**Set of tasks**
- 1) Answer these questions from the passage on added sugar:
(a) Who led the UCSF authors of the commentary?
(b) About what percentage of U.S. health-care dollars is spent on diet-related diseases, according to the authors?
(c) According to the World Health Organization, which group now greatly outnumbers the undernourished worldwide?
- 2) Transcribe, word for word, the stretch of the passage on added sugar from "Sour words about" through "the United Nations.".
- 3) Extend the passage on added sugar, beginning after its final sentence.

**Provided passage**
================
Although the commentary might seem straight out of the Journal of Ideas That
Will Never Fly, the researchers cite numerous studies and statistics to make
their case that added sugar or, more specifically, sucrose, an even mix of
glucose and fructose found in high-fructose corn syrup and in table sugar made
from sugar cane and sugar beets has been as detrimental to society as alcohol
and tobacco.
Sour words about sugar
The background is well-known: In the United States, more than two-thirds of the
population is overweight, and half of them are obese. About 80 percent of those
who are obese will have diabetes or metabolic disorders and will have shortened
lives, according to the UCSF authors of the commentary, led by Robert Lustig.
And about 75 percent of U.S. health-care dollars are spent on diet-related
diseases, the authors said.
Worldwide, the obese now greatly outnumber the undernourished, according to the
World Health Organization. Obesity is a public health problem in most
countries. And chronic diseases related to diet such as heart diseases,
diabetes and some cancers for the first time in human history kill more
people than infectious diseases, according to the United Nations.
================
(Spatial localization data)
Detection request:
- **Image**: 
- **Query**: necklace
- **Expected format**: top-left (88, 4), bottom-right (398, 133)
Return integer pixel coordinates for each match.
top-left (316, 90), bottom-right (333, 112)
================
**Answers for this exercise**
- 1)
(a) Robert Lustig
(b) About 75 percent
(c) The obese

- 2)
Sour words about sugar
The background is well-known: In the United States, more than two-thirds of the
population is overweight, and half of them are obese. About 80 percent of those
who are obese will have diabetes or metabolic disorders and will have shortened
lives, according to the UCSF authors of the commentary, led by Robert Lustig.
And about 75 percent of U.S. health-care dollars are spent on diet-related
diseases, the authors said.
Worldwide, the obese now greatly outnumber the undernourished, according to the
World Health Organization. Obesity is a public health problem in most
countries. And chronic diseases related to diet such as heart diseases,
diabetes and some cancers for the first time in human history kill more
people than infectious diseases, according to the United Nations.

- 3)
Less known, and still debated, is sugar's role in the obesity and chronic
disease pandemic. From an evolutionary perceptive, sugar in the form of fruit
was available only a few months of the year, at harvest time, the UCSF
researchers said. Similarly, honey was guarded by bees and therefore was a
treat, not a dietary staple. [6 Easy Ways to Eat More Fruits & Veggies]
Today, added sugar, as opposed to natural sugars found in fruits, is often
added in foods ranging from soup to soda. Americans consume on average more
than 600 calories per day from added sugar, equivalent to a whopping 40
teaspoons. "Nature made sugar hard to get; man made it easy," the researchers
write.
Many researchers are seeing sugar as not just "empty calories," but rather a
chemical that becomes toxic in excess. At issue is the fact that glucose from
complex carbohydrates, such as whole grains, is safely metabolized by cells
throughout the body, but the fructose element of sugar is metabolized primarily
by the liver. This is where the trouble can begin taxing the liver, causing
fatty liver disease, and ultimately leading to insulin resistance, the
underlying causes of obesity and diabetes.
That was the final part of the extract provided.